What is required
Repeat each entry below exactly as it stands.
:::
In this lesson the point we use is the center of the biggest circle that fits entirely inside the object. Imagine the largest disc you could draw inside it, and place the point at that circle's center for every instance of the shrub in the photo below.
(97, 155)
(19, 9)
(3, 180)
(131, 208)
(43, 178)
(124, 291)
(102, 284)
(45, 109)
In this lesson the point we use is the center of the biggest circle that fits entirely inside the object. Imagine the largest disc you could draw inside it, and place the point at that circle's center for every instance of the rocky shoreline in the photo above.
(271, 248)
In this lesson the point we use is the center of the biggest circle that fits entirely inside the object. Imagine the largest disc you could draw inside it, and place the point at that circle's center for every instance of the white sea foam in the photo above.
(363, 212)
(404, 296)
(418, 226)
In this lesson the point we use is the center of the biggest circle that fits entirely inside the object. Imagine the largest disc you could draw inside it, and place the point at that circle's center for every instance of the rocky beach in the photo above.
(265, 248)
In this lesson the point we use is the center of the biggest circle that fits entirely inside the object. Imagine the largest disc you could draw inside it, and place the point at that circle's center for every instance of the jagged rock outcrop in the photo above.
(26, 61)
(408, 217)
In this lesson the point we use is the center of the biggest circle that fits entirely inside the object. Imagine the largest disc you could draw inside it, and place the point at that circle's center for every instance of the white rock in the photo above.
:::
Task output
In this lesson the point we use is the center of the biggest circle that fits entirely inside the object. Imagine the largest disc you could draw inside it, and place the point at that circle's center for every instance of the shrub in the photo below.
(97, 155)
(19, 9)
(3, 180)
(131, 208)
(43, 178)
(124, 291)
(102, 284)
(45, 109)
In this lesson the point we use is the center of the biggest circle that fits entirely inside the object. Imagine the largest disc you could draw inside it, and place the point at that circle's center for every instance of the rocky shoreline in the photo above.
(271, 248)
In this lesson the point we use is the center of the biggest circle that fits entirely inside the object. Imagine the largest disc you could draw inside it, and place the point at that circle's center for every instance of the white sea foam in the photo above.
(363, 212)
(404, 296)
(418, 226)
In this lesson the point we use is the center of the biggest circle that fits entirely inside the object. Imagine the largest disc you could draw inside it, and place the point at that circle's center for every instance of the rocky beach in the photo above.
(265, 248)
In this lesson the point we use is the center of the biggest circle that fits entirely inside the object. Imagine the largest disc you could draw inside it, and place the point at that circle's center for every instance of the jagged rock outcrop in the photo above.
(26, 61)
(408, 217)
In this lesson the point we use is the center of the biggest circle that fits entirely inside the object. Imagine the largest disc you could draw inside it, and place the point at that circle's center for every instance of the white rock in the photo above.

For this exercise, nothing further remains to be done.